**Referring expression pointing data**
......

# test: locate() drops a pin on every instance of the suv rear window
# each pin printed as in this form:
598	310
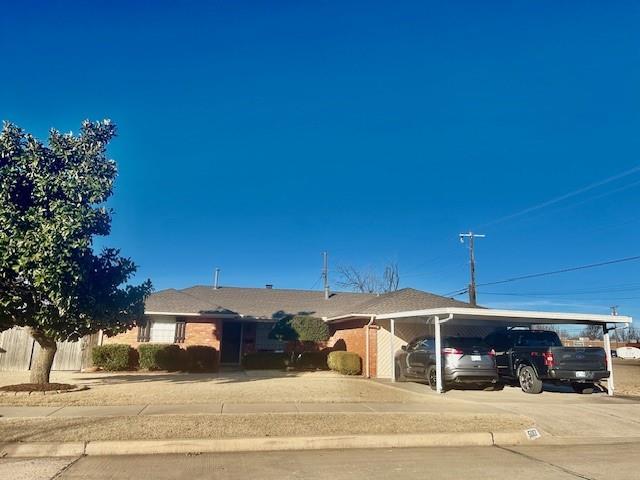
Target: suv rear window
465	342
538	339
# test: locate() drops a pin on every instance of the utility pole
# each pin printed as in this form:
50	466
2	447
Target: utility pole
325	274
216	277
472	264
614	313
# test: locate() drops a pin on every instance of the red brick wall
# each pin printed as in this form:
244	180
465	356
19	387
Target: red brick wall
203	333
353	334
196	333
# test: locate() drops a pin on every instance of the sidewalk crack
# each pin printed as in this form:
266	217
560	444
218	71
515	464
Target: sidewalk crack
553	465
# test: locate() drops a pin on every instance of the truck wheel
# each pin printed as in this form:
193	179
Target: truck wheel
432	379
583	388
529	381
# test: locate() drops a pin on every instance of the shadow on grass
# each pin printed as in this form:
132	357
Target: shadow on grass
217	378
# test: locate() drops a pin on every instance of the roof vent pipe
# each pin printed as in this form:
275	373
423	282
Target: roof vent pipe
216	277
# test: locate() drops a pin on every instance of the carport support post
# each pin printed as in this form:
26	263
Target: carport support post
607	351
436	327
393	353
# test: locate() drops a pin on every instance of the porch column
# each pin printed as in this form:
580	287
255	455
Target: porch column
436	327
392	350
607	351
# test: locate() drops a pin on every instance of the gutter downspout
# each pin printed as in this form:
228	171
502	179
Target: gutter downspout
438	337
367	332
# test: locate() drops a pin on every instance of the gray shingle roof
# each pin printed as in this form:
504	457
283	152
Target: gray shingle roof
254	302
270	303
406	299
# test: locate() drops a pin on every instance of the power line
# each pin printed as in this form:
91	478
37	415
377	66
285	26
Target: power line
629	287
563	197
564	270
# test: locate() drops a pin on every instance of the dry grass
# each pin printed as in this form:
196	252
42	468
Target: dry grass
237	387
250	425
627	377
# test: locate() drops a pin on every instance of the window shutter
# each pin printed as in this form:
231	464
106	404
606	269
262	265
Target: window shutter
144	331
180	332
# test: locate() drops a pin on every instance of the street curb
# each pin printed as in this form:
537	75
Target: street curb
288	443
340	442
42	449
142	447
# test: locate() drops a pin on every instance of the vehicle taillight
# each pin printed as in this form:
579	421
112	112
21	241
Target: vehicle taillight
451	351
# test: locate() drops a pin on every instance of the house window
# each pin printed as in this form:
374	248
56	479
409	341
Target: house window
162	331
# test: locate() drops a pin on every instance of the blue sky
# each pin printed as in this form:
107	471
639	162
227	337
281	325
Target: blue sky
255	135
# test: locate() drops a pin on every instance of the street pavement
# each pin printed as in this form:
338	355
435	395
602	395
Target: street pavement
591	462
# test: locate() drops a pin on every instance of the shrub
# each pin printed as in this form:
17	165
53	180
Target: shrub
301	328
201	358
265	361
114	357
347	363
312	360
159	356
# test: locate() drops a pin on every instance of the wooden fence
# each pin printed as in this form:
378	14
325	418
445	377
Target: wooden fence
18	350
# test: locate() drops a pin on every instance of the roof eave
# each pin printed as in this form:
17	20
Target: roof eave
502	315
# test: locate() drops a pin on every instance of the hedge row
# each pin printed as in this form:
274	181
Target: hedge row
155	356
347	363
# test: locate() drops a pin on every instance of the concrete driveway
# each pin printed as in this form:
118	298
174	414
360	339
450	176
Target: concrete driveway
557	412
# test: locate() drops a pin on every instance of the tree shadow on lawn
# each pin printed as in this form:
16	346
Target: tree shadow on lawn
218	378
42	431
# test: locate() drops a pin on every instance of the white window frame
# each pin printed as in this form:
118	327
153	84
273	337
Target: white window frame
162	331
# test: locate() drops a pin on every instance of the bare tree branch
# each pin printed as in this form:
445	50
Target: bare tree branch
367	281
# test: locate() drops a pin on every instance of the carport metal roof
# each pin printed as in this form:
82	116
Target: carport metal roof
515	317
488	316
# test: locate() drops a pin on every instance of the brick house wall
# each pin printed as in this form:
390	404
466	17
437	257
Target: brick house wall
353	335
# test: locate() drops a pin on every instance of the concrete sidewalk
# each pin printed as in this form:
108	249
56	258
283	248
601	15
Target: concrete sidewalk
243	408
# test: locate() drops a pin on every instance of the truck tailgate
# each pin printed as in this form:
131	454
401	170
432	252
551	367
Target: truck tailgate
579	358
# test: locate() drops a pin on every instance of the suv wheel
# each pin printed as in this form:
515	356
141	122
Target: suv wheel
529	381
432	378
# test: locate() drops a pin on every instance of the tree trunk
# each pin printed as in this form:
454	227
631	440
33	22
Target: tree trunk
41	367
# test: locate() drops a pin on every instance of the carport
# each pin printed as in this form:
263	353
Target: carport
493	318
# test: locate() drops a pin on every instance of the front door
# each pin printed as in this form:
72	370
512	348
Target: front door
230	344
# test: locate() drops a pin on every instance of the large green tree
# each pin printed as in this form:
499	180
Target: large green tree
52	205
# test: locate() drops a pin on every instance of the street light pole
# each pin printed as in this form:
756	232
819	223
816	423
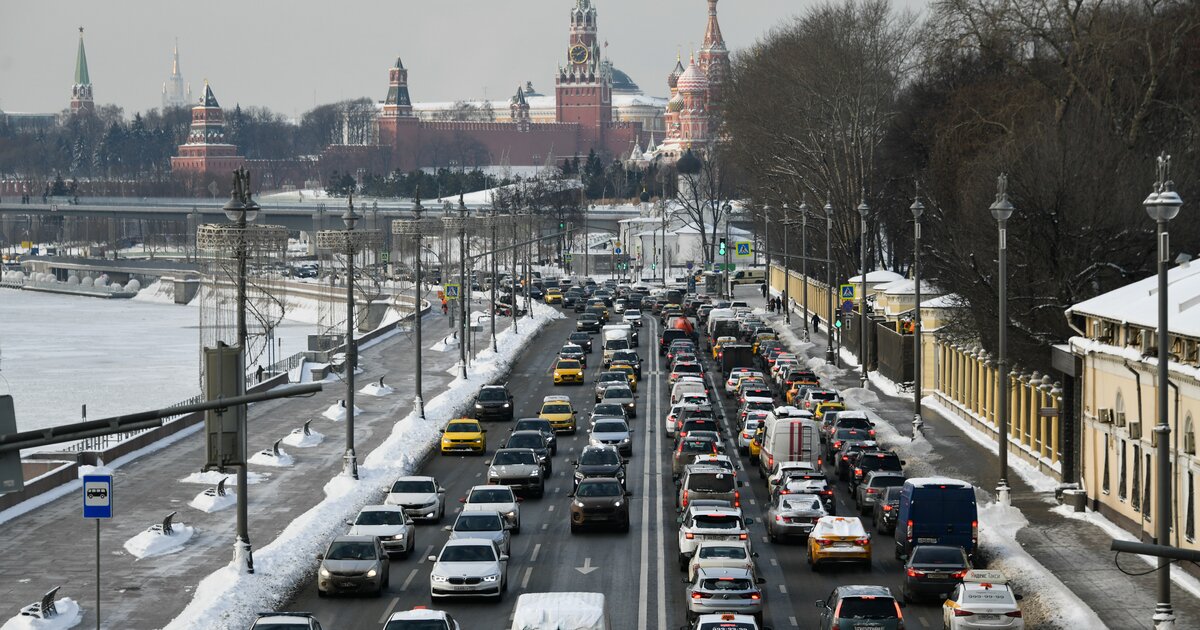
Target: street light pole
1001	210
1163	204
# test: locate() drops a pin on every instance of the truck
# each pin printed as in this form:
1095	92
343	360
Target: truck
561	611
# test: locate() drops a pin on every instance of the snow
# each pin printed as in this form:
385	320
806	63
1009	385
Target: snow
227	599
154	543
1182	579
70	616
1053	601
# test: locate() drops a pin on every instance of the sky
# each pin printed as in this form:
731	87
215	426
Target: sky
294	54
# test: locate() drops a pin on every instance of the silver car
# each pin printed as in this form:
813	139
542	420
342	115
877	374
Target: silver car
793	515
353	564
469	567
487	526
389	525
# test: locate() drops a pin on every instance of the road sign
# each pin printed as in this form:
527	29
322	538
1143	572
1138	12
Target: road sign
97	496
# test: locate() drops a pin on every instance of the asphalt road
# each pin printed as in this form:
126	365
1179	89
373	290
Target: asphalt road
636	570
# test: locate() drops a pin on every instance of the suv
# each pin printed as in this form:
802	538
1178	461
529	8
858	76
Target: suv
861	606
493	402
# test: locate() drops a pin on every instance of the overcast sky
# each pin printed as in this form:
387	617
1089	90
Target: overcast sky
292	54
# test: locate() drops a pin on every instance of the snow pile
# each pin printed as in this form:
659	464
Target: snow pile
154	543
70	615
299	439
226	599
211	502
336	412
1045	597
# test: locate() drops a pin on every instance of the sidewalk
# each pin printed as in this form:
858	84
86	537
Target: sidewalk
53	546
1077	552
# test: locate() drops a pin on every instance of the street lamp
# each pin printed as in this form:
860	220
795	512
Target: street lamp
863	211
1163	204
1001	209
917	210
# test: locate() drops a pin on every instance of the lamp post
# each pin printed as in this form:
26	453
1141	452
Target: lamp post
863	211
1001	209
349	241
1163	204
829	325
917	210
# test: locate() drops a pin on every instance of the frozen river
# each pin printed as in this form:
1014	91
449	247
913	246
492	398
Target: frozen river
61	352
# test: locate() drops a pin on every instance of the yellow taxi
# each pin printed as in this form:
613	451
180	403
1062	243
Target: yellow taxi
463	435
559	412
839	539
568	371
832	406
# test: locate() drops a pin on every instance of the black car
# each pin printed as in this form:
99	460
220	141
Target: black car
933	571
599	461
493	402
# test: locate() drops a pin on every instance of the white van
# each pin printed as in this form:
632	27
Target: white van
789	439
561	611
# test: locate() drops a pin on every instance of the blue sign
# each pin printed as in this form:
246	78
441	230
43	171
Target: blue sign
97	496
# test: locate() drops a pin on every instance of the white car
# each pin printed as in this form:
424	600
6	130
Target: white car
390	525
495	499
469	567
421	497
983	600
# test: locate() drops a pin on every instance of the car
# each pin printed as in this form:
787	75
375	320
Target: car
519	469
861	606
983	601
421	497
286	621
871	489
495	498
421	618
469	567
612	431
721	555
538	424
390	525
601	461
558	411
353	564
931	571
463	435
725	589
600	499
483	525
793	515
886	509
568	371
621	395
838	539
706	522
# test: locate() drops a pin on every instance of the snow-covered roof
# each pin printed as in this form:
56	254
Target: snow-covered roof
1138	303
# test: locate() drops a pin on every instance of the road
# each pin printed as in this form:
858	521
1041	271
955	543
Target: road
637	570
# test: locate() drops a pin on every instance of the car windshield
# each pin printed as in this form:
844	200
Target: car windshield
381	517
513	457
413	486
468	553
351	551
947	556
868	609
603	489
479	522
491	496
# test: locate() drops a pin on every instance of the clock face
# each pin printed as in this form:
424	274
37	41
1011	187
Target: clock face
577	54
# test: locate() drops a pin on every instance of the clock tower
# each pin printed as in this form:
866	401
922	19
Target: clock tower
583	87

......

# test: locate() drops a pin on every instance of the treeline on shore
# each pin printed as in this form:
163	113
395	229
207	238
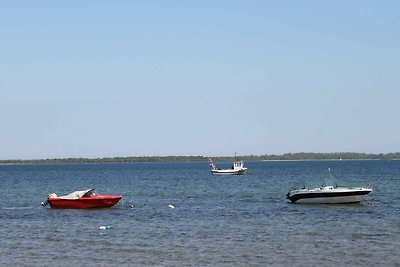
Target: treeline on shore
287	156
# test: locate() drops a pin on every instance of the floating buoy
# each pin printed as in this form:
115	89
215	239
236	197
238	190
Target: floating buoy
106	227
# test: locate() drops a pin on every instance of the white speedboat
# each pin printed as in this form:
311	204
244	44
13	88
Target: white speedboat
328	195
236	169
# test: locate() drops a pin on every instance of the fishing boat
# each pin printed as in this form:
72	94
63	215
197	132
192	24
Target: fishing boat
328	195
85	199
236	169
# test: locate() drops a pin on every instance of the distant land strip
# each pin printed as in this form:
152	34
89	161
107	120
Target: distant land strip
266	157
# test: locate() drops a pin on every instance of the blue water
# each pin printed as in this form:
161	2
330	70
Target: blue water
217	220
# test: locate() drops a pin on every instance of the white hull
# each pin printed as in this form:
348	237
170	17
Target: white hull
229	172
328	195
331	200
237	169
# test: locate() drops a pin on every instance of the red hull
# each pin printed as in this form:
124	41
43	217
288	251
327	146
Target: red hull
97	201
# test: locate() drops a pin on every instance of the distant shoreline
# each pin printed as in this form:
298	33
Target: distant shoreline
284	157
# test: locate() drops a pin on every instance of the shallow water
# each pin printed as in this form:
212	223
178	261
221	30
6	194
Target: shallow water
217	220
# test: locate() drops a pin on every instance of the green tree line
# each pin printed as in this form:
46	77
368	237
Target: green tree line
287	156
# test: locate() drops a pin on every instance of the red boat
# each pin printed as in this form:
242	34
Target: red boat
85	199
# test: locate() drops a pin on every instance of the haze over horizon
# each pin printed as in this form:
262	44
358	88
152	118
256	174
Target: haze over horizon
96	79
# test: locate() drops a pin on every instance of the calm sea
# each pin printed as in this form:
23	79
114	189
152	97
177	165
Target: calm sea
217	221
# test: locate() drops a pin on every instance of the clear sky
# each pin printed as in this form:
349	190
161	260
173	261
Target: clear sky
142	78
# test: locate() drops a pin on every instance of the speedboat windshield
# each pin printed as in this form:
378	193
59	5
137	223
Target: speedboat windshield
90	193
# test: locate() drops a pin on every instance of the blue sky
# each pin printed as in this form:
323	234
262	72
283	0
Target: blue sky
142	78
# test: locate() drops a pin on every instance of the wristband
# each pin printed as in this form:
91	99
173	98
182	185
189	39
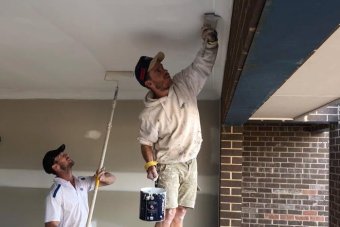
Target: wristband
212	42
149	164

......

**WORK TO BE COMPLETED**
Above are the records. Copy word for word only their lines from the one holding "the suv rear window" through the one holding "the shadow on grass", both included, and skip the images.

**YOUR RESPONSE**
# test: locate() drops a pin on every instance of the suv rear window
# each pin printed as in this form:
598	310
Target: suv rear window
465	342
538	339
# test: locate() drops a pin on every instance of the utility pole
# each pin printed as in this form:
50	466
2	447
Target: utility pole
325	274
216	277
472	264
614	313
# test: locate() drops a pin on every instance of the red brick wall
# each pin printed as in this form:
244	180
465	356
19	387
Target: red brick wall
203	333
353	334
196	333
# test: locate() drops a pin on every instance of the sidewalk crack
# each pin printed as in this form:
266	217
560	444
218	71
515	464
Target: sidewalk crack
553	465
# test: locate() drops a pin on every instance of the truck wheel
# each pin printed as in this form:
193	179
Target: truck wheel
432	379
583	388
529	381
# test: locate() drops a pin on every instance of the shadow on grass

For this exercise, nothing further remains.